> [Exercise directions] Filter these entries down to lines holding "concrete".

> [Records to use]
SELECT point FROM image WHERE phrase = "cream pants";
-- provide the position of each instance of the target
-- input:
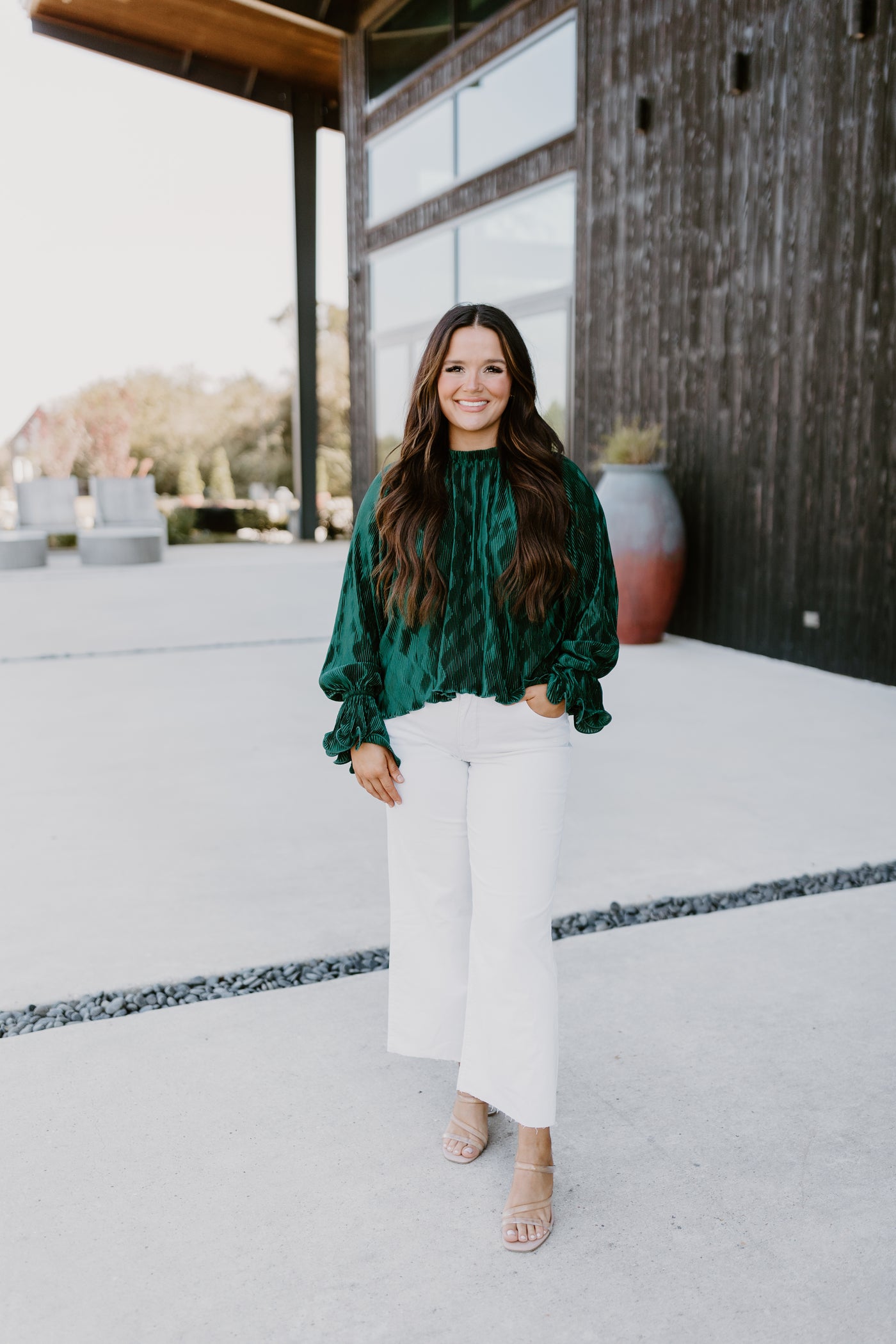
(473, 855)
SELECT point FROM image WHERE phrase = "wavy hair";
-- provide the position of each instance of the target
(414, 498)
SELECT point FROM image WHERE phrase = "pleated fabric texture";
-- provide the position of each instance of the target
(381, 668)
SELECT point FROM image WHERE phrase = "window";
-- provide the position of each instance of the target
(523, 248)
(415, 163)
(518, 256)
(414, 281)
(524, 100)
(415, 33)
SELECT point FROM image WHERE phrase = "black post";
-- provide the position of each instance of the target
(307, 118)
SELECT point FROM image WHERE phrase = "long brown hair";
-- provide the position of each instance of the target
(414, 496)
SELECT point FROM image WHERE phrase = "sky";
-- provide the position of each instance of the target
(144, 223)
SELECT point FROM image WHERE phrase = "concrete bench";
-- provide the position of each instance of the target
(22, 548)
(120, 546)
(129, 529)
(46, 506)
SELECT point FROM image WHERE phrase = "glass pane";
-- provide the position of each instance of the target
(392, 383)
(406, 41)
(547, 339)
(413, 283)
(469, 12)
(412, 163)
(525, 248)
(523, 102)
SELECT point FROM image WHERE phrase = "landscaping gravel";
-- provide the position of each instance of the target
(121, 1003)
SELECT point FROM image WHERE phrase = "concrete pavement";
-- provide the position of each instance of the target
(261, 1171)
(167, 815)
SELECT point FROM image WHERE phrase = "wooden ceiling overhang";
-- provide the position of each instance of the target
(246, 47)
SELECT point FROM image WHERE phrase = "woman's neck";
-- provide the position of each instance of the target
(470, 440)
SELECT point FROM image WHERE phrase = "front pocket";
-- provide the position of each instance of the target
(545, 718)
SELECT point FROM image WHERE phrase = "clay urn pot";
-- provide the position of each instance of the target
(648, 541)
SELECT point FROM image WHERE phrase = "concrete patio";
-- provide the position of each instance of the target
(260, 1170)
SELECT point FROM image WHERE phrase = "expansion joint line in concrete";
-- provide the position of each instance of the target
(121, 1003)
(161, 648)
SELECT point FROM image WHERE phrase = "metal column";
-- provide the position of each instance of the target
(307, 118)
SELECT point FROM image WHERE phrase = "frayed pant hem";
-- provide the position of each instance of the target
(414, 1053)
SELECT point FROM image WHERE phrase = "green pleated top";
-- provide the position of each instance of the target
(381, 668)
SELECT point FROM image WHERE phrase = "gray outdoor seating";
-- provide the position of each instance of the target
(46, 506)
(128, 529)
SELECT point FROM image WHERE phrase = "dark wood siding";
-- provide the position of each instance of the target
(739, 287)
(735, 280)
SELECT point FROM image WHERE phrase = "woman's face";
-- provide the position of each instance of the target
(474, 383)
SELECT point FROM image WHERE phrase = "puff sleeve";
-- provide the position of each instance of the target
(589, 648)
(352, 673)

> [Your response]
SELECT point FROM image WHERE phrase = "concrete bench";
SELECT point FROM image WHERE phrase = "concrete pavement";
SELECT point FROM image WHERE phrase = "concrete patio";
SELECT point FROM image WHERE phrase = "expansion joint line in concrete";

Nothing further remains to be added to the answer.